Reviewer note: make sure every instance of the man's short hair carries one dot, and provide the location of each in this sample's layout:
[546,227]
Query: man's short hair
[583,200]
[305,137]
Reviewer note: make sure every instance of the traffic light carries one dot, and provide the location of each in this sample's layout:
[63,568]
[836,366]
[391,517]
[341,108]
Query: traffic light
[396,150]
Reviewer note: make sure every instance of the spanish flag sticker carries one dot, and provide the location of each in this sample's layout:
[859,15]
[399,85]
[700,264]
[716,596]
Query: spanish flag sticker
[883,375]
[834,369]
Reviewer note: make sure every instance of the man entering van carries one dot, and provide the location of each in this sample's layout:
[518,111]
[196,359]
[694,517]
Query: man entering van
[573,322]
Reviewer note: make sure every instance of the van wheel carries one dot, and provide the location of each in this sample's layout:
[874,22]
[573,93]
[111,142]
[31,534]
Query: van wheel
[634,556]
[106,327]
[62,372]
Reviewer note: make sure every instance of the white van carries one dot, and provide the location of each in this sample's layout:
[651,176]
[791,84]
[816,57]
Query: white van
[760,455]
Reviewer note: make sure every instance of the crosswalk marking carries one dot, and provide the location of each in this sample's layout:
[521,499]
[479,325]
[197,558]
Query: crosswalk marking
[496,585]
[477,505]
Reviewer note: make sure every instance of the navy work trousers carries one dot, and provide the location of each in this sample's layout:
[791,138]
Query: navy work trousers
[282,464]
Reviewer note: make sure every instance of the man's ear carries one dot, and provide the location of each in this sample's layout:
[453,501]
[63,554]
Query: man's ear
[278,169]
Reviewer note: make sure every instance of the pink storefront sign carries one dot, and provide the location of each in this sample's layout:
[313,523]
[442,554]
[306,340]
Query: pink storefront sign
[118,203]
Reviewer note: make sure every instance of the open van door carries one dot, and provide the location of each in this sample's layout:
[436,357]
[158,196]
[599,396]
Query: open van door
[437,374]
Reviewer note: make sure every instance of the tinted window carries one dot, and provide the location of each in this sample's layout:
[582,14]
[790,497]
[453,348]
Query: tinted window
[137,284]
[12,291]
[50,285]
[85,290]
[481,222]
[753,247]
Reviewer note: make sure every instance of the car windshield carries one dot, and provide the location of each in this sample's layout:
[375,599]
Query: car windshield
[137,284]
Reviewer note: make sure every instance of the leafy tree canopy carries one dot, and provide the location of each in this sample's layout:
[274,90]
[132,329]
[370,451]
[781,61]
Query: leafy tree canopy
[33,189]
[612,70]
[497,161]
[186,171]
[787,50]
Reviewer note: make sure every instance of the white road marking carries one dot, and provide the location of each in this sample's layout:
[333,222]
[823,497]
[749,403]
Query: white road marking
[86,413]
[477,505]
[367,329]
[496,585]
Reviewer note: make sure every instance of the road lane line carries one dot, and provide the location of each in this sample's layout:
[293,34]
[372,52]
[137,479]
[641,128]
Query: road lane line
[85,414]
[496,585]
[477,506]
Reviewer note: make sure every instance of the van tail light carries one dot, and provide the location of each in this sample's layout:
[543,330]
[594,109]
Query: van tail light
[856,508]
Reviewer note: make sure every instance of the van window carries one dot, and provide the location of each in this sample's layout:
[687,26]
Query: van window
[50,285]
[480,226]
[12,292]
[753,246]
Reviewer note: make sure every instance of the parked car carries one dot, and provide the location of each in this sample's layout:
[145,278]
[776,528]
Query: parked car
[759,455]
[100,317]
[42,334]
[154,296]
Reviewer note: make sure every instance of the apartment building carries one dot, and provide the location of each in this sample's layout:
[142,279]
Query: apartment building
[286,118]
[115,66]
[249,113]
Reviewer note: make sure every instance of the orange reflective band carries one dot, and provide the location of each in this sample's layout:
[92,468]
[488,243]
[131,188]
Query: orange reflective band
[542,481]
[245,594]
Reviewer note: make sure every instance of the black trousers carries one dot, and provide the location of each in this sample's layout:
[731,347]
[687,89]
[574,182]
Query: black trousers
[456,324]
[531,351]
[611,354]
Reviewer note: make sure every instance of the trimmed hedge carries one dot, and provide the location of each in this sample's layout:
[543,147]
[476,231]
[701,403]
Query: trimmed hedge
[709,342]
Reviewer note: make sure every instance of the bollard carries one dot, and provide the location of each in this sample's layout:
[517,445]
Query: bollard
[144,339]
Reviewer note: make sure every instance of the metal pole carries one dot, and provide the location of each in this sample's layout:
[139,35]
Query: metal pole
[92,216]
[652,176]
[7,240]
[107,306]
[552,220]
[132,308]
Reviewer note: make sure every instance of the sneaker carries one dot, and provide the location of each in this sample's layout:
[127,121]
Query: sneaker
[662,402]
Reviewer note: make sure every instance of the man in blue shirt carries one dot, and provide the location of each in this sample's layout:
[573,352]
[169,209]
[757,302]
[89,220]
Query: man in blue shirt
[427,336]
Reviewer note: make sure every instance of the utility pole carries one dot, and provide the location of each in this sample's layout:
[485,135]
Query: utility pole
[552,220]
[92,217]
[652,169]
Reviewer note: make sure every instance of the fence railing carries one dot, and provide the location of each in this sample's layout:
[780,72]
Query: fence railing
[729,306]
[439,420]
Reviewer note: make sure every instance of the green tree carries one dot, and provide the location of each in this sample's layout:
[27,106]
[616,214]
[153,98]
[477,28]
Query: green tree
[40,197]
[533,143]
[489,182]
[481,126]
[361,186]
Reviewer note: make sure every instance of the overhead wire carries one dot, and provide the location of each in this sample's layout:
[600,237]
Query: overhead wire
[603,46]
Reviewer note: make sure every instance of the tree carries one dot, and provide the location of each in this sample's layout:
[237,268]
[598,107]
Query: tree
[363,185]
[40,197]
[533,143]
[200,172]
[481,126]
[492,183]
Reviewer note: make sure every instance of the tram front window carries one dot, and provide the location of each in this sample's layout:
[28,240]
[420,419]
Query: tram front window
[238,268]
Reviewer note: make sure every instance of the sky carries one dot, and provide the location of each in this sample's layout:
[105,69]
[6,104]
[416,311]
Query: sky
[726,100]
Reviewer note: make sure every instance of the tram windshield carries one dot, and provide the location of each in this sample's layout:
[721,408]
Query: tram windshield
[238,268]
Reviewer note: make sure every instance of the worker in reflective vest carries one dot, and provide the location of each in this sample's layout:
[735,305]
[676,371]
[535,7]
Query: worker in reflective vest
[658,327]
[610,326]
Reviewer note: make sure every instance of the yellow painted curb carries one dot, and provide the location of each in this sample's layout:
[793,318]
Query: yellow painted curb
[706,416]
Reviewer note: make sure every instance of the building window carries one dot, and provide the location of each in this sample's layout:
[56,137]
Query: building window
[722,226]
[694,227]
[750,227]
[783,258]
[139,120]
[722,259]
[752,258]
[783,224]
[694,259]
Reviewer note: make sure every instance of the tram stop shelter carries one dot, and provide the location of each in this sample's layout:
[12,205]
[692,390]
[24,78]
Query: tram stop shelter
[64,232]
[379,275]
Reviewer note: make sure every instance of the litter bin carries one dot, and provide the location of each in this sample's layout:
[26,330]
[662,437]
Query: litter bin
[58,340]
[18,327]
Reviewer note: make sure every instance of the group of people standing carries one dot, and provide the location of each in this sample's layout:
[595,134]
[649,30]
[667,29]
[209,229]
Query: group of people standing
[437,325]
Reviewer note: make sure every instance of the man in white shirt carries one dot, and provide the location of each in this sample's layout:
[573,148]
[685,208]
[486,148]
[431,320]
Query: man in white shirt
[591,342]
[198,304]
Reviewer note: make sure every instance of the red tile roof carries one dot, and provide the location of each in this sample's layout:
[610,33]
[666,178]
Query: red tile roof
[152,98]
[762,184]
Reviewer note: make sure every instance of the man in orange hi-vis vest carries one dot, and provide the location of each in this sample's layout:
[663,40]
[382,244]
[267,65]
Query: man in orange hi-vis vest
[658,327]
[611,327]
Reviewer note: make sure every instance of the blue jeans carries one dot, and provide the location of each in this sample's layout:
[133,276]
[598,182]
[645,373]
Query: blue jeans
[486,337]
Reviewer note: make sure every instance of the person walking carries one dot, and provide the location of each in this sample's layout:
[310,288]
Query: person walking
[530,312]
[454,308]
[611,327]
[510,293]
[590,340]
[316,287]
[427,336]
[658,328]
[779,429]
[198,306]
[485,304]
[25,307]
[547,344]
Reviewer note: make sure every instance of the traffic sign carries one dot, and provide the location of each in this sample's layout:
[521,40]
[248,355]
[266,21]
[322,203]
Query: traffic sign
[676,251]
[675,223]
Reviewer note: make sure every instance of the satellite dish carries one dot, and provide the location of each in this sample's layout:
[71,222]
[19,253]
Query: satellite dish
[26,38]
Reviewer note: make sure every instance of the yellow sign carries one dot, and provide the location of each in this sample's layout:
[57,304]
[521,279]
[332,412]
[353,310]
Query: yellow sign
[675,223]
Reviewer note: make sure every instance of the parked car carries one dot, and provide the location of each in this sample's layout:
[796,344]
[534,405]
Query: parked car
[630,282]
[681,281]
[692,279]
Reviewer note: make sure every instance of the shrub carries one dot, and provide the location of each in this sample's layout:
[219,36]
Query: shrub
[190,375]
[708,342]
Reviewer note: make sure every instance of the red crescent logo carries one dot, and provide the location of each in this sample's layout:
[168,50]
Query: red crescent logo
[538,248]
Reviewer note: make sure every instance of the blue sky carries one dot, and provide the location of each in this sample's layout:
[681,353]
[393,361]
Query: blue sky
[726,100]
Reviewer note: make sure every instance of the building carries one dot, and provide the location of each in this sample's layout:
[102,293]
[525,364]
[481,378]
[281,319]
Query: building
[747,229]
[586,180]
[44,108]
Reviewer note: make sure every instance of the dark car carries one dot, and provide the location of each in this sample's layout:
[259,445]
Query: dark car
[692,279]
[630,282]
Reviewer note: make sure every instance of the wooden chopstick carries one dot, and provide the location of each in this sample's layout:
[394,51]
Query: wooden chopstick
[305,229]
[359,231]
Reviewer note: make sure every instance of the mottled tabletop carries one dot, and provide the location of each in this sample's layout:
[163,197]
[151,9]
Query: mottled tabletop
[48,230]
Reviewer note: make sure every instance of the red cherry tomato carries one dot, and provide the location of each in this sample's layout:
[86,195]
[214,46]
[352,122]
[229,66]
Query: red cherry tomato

************

[EXERCISE GOAL]
Among the entries above, which lines include "tomato"? List them all.

[OUTPUT OF THE TASK]
Reviewer note: make sure every instance of the red cherry tomato carries one dot, and provide the location of each in this sample's layout:
Query: red cherry tomato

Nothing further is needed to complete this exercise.